The exercise: Pull out every line below that contains the string "hedge". Case counts, so treat uppercase and lowercase letters as different.

Given entries:
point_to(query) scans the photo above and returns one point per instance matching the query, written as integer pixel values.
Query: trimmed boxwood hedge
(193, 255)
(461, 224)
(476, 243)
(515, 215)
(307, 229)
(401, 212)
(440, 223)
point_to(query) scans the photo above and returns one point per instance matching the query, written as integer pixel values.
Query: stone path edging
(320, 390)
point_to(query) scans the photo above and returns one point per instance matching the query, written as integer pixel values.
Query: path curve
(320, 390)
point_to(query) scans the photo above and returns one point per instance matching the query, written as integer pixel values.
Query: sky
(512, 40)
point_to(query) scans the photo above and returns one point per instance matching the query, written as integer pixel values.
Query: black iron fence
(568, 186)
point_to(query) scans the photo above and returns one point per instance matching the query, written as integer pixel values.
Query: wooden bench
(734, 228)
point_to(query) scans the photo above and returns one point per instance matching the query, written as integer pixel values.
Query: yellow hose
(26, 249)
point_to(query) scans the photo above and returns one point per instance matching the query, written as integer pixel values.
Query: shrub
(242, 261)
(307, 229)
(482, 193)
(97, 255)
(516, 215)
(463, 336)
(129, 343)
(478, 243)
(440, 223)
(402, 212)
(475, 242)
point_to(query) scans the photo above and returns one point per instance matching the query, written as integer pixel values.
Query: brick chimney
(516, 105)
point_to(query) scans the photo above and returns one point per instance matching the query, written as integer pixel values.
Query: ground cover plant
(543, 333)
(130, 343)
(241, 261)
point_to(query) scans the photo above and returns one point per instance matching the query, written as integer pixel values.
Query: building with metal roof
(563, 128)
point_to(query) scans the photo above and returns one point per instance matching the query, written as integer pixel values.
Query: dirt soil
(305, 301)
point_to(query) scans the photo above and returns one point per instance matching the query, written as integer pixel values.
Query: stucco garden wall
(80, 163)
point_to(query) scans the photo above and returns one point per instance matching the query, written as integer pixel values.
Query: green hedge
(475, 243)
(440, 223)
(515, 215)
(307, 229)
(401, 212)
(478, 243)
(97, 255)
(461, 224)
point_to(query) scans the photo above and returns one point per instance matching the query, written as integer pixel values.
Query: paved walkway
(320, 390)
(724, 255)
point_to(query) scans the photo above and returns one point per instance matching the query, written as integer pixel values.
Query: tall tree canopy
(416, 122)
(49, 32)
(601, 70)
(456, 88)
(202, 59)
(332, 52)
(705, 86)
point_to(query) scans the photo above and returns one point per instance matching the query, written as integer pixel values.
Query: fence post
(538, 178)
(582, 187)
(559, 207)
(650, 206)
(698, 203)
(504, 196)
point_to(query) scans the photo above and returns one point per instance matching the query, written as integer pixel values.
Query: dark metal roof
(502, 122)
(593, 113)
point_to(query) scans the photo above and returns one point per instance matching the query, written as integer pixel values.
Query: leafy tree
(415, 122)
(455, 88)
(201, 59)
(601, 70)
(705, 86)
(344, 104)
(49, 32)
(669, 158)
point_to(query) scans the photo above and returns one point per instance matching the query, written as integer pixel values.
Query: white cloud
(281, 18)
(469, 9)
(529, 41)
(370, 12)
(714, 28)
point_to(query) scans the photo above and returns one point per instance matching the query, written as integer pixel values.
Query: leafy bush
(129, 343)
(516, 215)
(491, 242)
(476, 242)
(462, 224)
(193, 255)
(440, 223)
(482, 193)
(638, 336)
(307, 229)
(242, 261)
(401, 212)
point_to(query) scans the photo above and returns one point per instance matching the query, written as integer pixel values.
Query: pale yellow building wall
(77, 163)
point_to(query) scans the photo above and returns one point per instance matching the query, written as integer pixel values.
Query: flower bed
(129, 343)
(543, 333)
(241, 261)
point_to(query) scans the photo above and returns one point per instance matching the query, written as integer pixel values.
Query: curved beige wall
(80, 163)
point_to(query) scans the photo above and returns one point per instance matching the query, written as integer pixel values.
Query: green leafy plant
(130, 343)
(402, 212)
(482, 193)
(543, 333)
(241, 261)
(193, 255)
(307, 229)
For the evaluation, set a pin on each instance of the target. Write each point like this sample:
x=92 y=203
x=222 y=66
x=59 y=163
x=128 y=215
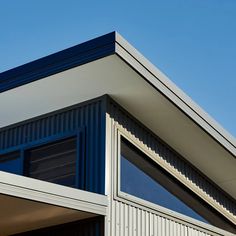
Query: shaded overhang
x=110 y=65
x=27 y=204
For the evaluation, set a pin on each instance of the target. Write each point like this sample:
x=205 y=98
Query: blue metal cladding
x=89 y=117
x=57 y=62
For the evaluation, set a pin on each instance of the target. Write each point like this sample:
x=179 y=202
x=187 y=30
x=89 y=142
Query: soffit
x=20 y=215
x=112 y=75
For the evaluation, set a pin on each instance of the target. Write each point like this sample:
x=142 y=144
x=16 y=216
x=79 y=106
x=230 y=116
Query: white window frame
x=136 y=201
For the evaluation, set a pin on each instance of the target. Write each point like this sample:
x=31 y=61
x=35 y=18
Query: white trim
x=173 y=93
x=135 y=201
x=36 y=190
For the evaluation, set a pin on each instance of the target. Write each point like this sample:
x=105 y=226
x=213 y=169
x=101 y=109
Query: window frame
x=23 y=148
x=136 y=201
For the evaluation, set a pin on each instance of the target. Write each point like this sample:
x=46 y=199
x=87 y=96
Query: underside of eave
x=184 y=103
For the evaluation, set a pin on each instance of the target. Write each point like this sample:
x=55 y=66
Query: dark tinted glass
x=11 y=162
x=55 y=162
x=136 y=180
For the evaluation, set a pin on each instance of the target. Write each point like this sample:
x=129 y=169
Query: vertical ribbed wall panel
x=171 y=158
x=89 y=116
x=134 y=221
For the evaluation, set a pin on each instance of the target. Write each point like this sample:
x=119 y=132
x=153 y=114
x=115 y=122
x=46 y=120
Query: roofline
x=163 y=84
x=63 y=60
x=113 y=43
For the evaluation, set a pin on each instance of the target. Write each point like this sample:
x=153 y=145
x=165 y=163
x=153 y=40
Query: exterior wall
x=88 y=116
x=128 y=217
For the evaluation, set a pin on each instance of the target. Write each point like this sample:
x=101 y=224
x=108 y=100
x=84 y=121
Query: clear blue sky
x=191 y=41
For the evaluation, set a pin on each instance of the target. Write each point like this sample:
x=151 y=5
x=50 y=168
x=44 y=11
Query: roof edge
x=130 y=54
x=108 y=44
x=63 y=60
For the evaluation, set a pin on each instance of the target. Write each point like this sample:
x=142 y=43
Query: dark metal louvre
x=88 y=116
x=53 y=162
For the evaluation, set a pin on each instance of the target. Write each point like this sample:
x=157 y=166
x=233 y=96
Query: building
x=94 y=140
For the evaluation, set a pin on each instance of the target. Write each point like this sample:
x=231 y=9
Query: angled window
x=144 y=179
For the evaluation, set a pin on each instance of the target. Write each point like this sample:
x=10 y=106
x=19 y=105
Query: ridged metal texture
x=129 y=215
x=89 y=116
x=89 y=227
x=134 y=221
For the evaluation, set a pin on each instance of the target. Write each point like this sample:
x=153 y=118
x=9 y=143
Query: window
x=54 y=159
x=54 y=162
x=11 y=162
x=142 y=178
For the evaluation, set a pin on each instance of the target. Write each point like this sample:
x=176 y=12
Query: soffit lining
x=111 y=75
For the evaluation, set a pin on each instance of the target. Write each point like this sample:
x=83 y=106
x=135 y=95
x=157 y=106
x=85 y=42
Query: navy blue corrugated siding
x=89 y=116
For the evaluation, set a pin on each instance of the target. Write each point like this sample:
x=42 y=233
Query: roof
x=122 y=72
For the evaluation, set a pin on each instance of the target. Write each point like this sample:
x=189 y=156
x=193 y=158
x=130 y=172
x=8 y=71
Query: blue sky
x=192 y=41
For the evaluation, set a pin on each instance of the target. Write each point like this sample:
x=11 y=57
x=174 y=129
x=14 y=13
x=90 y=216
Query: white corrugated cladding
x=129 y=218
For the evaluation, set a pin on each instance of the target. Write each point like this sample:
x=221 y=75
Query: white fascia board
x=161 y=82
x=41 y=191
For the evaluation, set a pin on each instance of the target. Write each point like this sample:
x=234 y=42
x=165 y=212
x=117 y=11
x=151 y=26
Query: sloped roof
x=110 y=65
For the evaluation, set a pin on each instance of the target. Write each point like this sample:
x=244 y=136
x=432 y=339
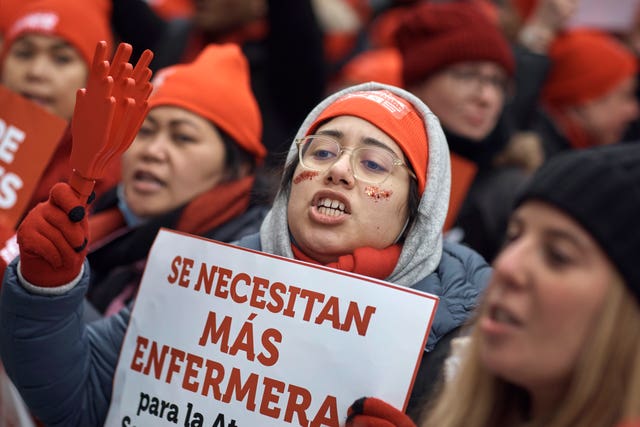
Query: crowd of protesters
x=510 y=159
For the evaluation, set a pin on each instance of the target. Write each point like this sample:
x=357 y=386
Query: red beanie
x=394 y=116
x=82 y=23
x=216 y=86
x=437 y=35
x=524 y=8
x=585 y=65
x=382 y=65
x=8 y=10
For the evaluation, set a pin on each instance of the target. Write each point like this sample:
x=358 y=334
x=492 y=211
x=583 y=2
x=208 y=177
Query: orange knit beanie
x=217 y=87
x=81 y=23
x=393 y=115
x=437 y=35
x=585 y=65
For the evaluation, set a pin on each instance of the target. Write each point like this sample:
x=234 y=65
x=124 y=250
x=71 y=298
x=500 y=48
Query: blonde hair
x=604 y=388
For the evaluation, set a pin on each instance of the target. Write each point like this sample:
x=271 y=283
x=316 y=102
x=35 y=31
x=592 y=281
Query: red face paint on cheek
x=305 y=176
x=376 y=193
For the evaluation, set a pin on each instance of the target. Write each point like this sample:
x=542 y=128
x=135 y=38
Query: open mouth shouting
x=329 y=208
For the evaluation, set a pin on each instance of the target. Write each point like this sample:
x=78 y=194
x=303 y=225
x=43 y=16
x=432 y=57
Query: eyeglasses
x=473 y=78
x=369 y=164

...

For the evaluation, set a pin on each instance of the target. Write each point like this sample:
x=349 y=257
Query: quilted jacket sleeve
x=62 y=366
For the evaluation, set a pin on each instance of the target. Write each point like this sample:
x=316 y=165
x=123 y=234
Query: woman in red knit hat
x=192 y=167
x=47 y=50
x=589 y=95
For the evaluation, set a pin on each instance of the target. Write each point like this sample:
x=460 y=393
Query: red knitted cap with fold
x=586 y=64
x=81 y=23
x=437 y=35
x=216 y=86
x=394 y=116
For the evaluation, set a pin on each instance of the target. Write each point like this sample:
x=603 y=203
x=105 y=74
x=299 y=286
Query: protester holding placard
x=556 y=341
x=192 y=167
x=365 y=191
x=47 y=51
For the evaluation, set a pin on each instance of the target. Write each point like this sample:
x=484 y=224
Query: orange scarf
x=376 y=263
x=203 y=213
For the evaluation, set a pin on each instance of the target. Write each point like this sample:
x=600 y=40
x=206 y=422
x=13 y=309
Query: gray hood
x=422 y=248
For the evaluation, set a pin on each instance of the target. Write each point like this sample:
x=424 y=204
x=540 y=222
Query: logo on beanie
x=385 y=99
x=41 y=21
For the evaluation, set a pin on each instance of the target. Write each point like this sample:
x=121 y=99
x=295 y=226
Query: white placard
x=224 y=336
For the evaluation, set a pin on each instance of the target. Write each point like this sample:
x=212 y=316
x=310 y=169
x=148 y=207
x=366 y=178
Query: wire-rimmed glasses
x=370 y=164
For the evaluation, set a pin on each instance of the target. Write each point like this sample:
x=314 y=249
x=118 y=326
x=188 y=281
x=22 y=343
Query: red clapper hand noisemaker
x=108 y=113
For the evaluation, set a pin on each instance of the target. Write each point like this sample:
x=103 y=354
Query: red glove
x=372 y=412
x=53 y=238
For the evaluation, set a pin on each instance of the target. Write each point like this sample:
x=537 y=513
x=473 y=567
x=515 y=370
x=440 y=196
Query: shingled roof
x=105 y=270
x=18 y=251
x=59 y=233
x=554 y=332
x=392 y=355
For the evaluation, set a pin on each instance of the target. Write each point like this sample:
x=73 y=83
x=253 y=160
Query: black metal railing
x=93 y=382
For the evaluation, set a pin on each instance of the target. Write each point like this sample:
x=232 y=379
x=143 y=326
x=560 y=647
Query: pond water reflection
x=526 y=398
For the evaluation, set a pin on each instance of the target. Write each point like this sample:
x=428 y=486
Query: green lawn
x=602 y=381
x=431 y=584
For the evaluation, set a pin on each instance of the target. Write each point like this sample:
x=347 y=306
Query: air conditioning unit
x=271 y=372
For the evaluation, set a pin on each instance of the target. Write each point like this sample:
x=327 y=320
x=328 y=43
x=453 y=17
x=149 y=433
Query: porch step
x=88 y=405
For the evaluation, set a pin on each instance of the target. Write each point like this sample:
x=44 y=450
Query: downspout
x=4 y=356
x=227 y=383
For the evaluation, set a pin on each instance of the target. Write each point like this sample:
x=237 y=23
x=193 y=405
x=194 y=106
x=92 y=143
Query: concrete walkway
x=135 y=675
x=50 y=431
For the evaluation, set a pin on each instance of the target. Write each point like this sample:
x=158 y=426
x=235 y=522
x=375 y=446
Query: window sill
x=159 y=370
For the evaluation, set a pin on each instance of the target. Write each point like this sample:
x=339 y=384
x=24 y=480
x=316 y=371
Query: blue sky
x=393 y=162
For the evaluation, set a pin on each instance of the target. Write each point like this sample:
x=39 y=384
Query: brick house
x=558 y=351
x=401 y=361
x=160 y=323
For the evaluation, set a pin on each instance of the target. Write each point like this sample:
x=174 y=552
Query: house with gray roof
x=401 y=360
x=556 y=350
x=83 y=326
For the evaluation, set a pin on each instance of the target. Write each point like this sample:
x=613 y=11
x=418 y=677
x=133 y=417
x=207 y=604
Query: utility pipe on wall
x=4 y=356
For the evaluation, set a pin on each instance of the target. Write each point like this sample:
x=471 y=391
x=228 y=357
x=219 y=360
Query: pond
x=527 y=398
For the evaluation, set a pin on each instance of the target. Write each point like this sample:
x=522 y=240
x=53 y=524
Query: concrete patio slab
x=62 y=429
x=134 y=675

Correct result:
Query: trimmed boxwood hedge
Query: green hedge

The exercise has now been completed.